* Excerpts from a dataset
┌────────

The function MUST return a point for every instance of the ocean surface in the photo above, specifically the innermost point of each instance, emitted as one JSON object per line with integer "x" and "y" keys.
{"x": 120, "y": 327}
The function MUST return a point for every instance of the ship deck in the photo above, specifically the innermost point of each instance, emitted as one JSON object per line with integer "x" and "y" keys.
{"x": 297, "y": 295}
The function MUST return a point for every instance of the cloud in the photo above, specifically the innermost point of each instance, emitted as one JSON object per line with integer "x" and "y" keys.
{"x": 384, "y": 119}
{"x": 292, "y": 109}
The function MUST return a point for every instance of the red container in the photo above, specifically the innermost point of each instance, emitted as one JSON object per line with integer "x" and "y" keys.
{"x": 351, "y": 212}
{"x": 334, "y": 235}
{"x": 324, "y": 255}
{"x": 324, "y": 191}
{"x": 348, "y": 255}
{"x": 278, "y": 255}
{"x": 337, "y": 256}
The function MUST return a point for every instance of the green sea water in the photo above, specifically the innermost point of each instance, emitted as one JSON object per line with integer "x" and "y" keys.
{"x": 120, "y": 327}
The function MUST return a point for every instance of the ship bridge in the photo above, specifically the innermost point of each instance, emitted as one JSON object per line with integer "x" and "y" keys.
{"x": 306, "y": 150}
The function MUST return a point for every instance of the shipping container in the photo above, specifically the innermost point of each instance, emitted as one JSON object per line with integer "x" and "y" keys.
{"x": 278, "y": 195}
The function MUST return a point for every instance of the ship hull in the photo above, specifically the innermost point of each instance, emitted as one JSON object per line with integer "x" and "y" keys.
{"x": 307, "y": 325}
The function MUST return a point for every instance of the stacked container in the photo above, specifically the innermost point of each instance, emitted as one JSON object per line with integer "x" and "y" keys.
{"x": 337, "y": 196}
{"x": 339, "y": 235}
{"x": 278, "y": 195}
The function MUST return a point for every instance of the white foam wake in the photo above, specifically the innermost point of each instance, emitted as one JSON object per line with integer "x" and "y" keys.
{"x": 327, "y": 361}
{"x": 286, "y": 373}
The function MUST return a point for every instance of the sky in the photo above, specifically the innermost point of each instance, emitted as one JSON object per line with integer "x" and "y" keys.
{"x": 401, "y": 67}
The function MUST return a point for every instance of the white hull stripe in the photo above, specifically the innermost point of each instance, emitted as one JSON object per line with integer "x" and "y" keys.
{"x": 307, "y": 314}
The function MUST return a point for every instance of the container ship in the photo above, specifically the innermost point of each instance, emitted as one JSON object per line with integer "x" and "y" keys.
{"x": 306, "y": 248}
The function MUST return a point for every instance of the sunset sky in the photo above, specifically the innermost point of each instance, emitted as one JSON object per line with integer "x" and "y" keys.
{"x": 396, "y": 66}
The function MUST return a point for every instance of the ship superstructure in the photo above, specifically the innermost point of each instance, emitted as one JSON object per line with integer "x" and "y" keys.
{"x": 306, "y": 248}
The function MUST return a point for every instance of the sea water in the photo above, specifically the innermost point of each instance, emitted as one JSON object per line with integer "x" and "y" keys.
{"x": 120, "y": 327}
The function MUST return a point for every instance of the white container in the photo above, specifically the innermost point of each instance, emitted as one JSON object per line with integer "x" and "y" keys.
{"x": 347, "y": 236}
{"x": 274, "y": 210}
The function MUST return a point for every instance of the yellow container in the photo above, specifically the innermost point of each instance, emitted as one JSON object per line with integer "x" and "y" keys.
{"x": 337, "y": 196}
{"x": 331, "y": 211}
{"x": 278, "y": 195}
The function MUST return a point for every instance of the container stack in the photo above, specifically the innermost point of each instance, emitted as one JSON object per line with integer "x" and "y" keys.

└────────

* Exercise goal
When you reach this point, go back and write out each record above exactly.

* Solved problem
The function MUST return a point for every instance of the ocean surface in the photo above, specifically the innermost point of each instance, emitted as one JSON object per line with integer "x" and "y" keys.
{"x": 120, "y": 327}
The function MUST return a point for every instance of the ship deck in the photo above, specifically the innermost point of each instance, emitted as one JSON object per line with integer "x" and "y" keys.
{"x": 297, "y": 295}
The function MUST return a point for every instance of the cloud in the photo above, specifically the innermost point of each instance, emitted as one JSON object per line with integer "x" and "y" keys.
{"x": 384, "y": 119}
{"x": 292, "y": 109}
The function MUST return a point for every instance of the red container in the photo above, specifically the innermost point of each instance, emitted as one JSON object per line with integer "x" and "y" keys.
{"x": 351, "y": 212}
{"x": 334, "y": 235}
{"x": 324, "y": 255}
{"x": 324, "y": 191}
{"x": 348, "y": 255}
{"x": 278, "y": 255}
{"x": 337, "y": 256}
The function MUST return a point for every instance of the green sea water in the photo above, specifically the innermost point of each instance, emitted as one JSON object per line with integer "x" and "y" keys.
{"x": 120, "y": 327}
The function MUST return a point for every instance of the ship bridge in the photo above, specifically the innermost point of each instance, emitted as one JSON object per line with integer "x" and "y" keys.
{"x": 306, "y": 150}
The function MUST return a point for every instance of the shipping container in the photo above, specifically the innermost point of each instance, emitted as one JSON object per line with integer "x" and "y" keys.
{"x": 278, "y": 195}
The function MUST return a point for every instance of the ship hull in the photo above, specifically the innermost point of each instance, emitted as one JSON object per line with integer "x" and "y" keys.
{"x": 307, "y": 325}
The function MUST return a point for every instance of the stacked container in the photo above, specifically the innermost point of each instance, emitted as one JSON object per line with integer "x" and "y" keys.
{"x": 337, "y": 196}
{"x": 339, "y": 235}
{"x": 278, "y": 195}
The function MUST return a point for every instance of the white foam wake in the photo above, specifically the innermost point of each instance, emitted as one JSON object per line with integer "x" and "y" keys.
{"x": 327, "y": 361}
{"x": 286, "y": 373}
The function MUST return a point for every instance of the sky in the photo above, specifically the innermost point of each instance, emitted as one JSON object per line with integer "x" and "y" keys.
{"x": 401, "y": 67}
The function MUST return a point for every instance of the white hull stripe in the photo above, specifically the innermost point of each instance, emitted as one JSON object per line with integer "x" and "y" keys.
{"x": 307, "y": 314}
The function MUST return a point for every instance of the container ship in the photo above, specifically the innermost point of each instance, emitted as one JSON object per line with integer "x" and "y" keys.
{"x": 306, "y": 248}
The function MUST return a point for every instance of the sunset sky in the photo above, specifically the innermost point of each instance, emitted as one JSON object per line with integer "x" and "y" keys.
{"x": 396, "y": 66}
The function MUST return a point for every instance of the ship superstructure in the photo above, specifically the innermost point of each instance, emitted as one JSON object per line with integer "x" and "y" keys.
{"x": 306, "y": 248}
The function MUST return a point for every instance of the sea water in the photo above, specifically the innermost point of each instance, emitted as one JSON object per line with integer "x" and "y" keys.
{"x": 120, "y": 327}
The function MUST return a point for every instance of the white container in the photo above, specifically the innermost point of each instance, emitted as one JSON object per line with integer "x" and "y" keys.
{"x": 347, "y": 236}
{"x": 274, "y": 210}
The function MUST return a point for every instance of the yellow container in the photo above, specifically the innermost point of each instance, emitted as one JSON object per line with integer "x" and "y" keys.
{"x": 337, "y": 196}
{"x": 331, "y": 211}
{"x": 278, "y": 195}
The function MUST return a point for every instance of the container stack in the photo above, specifically the innermost point of each instance, emitted as one JSON object per line with integer "x" and "y" keys.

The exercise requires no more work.